**Exercise description**
Your response should consist of the data that follows, repeated in full without alteration.

Exercise data START

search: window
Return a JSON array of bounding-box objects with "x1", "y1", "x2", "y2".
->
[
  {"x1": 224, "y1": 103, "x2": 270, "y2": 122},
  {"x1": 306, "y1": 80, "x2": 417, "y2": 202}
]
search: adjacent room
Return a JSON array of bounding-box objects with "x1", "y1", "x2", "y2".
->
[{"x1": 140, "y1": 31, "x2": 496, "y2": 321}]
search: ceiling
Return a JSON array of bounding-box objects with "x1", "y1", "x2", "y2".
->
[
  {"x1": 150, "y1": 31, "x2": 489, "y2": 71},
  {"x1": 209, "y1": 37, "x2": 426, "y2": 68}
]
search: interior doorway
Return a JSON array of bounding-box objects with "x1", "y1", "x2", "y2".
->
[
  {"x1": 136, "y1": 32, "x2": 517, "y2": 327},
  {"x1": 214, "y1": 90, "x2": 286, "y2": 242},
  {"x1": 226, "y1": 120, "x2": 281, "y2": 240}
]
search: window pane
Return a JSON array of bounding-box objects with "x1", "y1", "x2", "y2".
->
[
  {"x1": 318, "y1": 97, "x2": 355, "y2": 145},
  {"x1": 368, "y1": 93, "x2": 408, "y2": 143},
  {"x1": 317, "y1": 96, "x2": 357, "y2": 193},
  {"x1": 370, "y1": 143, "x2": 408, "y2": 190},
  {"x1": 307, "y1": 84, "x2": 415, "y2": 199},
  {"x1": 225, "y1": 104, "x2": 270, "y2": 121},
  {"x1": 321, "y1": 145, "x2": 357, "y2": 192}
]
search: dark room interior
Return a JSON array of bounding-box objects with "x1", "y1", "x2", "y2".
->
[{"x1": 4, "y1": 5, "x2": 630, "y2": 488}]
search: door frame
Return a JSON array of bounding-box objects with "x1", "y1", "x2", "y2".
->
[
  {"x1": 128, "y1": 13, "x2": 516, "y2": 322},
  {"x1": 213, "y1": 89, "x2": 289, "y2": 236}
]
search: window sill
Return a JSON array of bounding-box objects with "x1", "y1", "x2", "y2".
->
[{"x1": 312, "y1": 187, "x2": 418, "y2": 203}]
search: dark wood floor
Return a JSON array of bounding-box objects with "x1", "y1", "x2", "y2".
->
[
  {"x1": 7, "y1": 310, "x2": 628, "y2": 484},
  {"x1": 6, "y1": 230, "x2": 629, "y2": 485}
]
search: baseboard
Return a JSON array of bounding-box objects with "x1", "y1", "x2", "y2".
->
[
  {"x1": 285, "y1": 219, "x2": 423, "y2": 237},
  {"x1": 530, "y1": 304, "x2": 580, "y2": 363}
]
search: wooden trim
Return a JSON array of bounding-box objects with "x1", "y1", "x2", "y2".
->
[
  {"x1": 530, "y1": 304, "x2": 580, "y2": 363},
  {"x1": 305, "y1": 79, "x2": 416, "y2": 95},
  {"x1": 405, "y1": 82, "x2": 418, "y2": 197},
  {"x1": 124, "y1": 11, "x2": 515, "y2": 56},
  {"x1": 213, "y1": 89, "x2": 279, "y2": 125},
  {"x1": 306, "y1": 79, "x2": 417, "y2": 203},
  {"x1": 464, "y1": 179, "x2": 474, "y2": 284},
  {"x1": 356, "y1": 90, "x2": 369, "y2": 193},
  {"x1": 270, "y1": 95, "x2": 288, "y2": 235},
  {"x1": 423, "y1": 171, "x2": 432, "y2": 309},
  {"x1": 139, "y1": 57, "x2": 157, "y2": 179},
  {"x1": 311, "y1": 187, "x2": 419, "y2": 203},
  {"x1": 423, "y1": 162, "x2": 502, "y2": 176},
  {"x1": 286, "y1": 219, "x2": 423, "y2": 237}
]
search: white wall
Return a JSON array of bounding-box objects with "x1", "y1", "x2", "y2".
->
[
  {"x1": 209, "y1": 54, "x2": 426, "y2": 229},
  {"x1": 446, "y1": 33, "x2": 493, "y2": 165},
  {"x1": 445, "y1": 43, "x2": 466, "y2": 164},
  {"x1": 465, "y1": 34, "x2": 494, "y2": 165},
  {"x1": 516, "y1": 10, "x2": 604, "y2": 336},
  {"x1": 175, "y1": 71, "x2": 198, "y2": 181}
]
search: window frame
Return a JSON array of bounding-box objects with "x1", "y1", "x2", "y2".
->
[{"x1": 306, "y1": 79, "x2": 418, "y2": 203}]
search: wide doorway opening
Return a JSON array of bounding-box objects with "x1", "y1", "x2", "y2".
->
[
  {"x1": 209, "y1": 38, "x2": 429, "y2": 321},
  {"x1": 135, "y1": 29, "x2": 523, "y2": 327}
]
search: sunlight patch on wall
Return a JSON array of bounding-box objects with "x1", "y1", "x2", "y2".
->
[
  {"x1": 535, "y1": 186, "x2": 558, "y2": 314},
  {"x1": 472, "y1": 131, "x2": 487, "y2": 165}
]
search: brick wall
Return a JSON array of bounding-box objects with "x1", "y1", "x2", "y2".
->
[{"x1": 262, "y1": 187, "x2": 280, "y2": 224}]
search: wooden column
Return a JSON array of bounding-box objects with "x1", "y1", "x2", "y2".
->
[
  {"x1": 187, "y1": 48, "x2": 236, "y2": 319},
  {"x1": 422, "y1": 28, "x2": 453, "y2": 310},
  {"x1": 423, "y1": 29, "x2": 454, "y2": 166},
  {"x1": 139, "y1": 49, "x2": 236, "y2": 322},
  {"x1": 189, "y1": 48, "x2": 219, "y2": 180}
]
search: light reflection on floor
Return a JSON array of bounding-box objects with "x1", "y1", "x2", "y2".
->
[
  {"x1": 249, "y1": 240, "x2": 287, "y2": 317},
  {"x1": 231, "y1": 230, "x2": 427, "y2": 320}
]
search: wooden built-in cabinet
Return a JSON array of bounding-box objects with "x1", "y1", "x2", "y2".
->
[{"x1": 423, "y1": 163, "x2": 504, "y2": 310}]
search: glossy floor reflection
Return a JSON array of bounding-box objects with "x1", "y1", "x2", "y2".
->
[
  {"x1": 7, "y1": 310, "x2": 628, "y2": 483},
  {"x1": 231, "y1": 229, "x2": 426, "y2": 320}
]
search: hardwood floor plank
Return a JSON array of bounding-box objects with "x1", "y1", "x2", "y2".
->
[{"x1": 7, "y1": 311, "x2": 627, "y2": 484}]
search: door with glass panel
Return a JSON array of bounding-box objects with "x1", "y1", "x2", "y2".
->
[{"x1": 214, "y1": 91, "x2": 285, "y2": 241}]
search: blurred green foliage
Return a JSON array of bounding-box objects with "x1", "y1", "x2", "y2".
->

Exercise data END

**Answer for the task**
search: window
Return a JSON array of bounding-box objects with "x1", "y1", "x2", "y2".
->
[
  {"x1": 224, "y1": 103, "x2": 270, "y2": 122},
  {"x1": 306, "y1": 80, "x2": 417, "y2": 202}
]
search: adjacent room
Return a JSON array of bounding-box objects with "x1", "y1", "x2", "y2".
->
[{"x1": 140, "y1": 31, "x2": 496, "y2": 321}]
search: ceiling
Return a JSON array of bounding-box objects with "x1", "y1", "x2", "y2".
->
[
  {"x1": 150, "y1": 31, "x2": 489, "y2": 71},
  {"x1": 209, "y1": 37, "x2": 426, "y2": 68}
]
search: interior doorway
Return a JSON array of bounding-box objects with "x1", "y1", "x2", "y2".
->
[
  {"x1": 136, "y1": 32, "x2": 517, "y2": 327},
  {"x1": 214, "y1": 90, "x2": 286, "y2": 242},
  {"x1": 226, "y1": 120, "x2": 281, "y2": 240}
]
search: window pane
Return a JSON array of bounding-box objects with "x1", "y1", "x2", "y2".
->
[
  {"x1": 318, "y1": 97, "x2": 355, "y2": 145},
  {"x1": 368, "y1": 93, "x2": 408, "y2": 143},
  {"x1": 317, "y1": 96, "x2": 357, "y2": 193},
  {"x1": 370, "y1": 143, "x2": 408, "y2": 190},
  {"x1": 307, "y1": 84, "x2": 415, "y2": 199},
  {"x1": 225, "y1": 104, "x2": 270, "y2": 121},
  {"x1": 321, "y1": 145, "x2": 357, "y2": 192}
]
search: dark room interior
Return a JSON array of bounding-box objects with "x1", "y1", "x2", "y2".
->
[{"x1": 4, "y1": 5, "x2": 630, "y2": 488}]
search: door frame
Return a JSON array of bounding-box objects with "x1", "y1", "x2", "y2".
->
[
  {"x1": 128, "y1": 13, "x2": 516, "y2": 322},
  {"x1": 213, "y1": 89, "x2": 289, "y2": 236}
]
search: window sill
Return a JSON array of bounding-box objects with "x1", "y1", "x2", "y2".
->
[{"x1": 312, "y1": 187, "x2": 418, "y2": 203}]
search: dark wood floor
Return a JSON array of bounding-box objects with "x1", "y1", "x2", "y2".
->
[
  {"x1": 7, "y1": 310, "x2": 628, "y2": 484},
  {"x1": 6, "y1": 230, "x2": 629, "y2": 485}
]
search: baseboard
Return a JSON array of bounding-box objects with "x1", "y1", "x2", "y2".
->
[
  {"x1": 285, "y1": 219, "x2": 423, "y2": 237},
  {"x1": 530, "y1": 304, "x2": 580, "y2": 363}
]
search: wooden trim
Return a JSON array of bounding-box objects with "x1", "y1", "x2", "y2".
->
[
  {"x1": 530, "y1": 304, "x2": 580, "y2": 363},
  {"x1": 305, "y1": 79, "x2": 416, "y2": 95},
  {"x1": 405, "y1": 82, "x2": 418, "y2": 197},
  {"x1": 124, "y1": 11, "x2": 515, "y2": 56},
  {"x1": 213, "y1": 89, "x2": 279, "y2": 125},
  {"x1": 306, "y1": 79, "x2": 417, "y2": 203},
  {"x1": 464, "y1": 179, "x2": 474, "y2": 284},
  {"x1": 356, "y1": 90, "x2": 369, "y2": 193},
  {"x1": 270, "y1": 95, "x2": 288, "y2": 235},
  {"x1": 423, "y1": 171, "x2": 432, "y2": 309},
  {"x1": 139, "y1": 57, "x2": 157, "y2": 179},
  {"x1": 311, "y1": 187, "x2": 419, "y2": 203},
  {"x1": 423, "y1": 162, "x2": 502, "y2": 176},
  {"x1": 286, "y1": 219, "x2": 423, "y2": 237}
]
search: white wall
Return a JSON array of bounding-box objects with "x1", "y1", "x2", "y2".
->
[
  {"x1": 209, "y1": 54, "x2": 426, "y2": 229},
  {"x1": 446, "y1": 33, "x2": 493, "y2": 165},
  {"x1": 445, "y1": 43, "x2": 466, "y2": 164},
  {"x1": 465, "y1": 34, "x2": 494, "y2": 165},
  {"x1": 516, "y1": 10, "x2": 604, "y2": 336},
  {"x1": 175, "y1": 71, "x2": 198, "y2": 181}
]
search: window frame
Return a JSON array of bounding-box objects with "x1", "y1", "x2", "y2".
->
[{"x1": 306, "y1": 79, "x2": 418, "y2": 203}]
search: wide doorway opening
Return a JSON array of bounding-box objects with "x1", "y1", "x2", "y2".
->
[
  {"x1": 209, "y1": 38, "x2": 429, "y2": 321},
  {"x1": 135, "y1": 29, "x2": 523, "y2": 327}
]
search: sunlight patch on wall
Return a JSON array of bounding-box objects with "x1", "y1", "x2", "y2".
->
[
  {"x1": 535, "y1": 186, "x2": 558, "y2": 314},
  {"x1": 472, "y1": 131, "x2": 487, "y2": 165}
]
search: brick wall
Return a JSON array of bounding-box objects with "x1", "y1", "x2", "y2".
->
[{"x1": 262, "y1": 187, "x2": 280, "y2": 224}]
search: wooden column
Return a JSON array of bounding-box objects with "x1", "y1", "x2", "y2".
->
[
  {"x1": 187, "y1": 48, "x2": 236, "y2": 319},
  {"x1": 422, "y1": 28, "x2": 453, "y2": 310},
  {"x1": 423, "y1": 29, "x2": 454, "y2": 166},
  {"x1": 139, "y1": 49, "x2": 236, "y2": 322},
  {"x1": 189, "y1": 48, "x2": 219, "y2": 180}
]
search: light reflection on floor
Return a JSON array of bounding-box objects with "x1", "y1", "x2", "y2".
->
[
  {"x1": 249, "y1": 240, "x2": 287, "y2": 317},
  {"x1": 231, "y1": 230, "x2": 427, "y2": 320}
]
search: wooden built-in cabinet
Return a JSON array of bounding-box objects with "x1", "y1", "x2", "y2".
->
[{"x1": 423, "y1": 163, "x2": 504, "y2": 310}]
search: glossy floor reflection
Return a JSON array of bounding-box objects with "x1", "y1", "x2", "y2".
->
[
  {"x1": 7, "y1": 310, "x2": 628, "y2": 483},
  {"x1": 231, "y1": 229, "x2": 426, "y2": 320}
]
search: hardwood floor plank
Return a JSON array of bounding-box objects with "x1", "y1", "x2", "y2".
->
[{"x1": 7, "y1": 311, "x2": 627, "y2": 484}]
search: door with glass panel
Return a JSON array of bounding-box objects with "x1", "y1", "x2", "y2".
->
[{"x1": 214, "y1": 91, "x2": 285, "y2": 241}]
search: blurred green foliage
Return a JSON array of bounding-box objects with "x1", "y1", "x2", "y2".
->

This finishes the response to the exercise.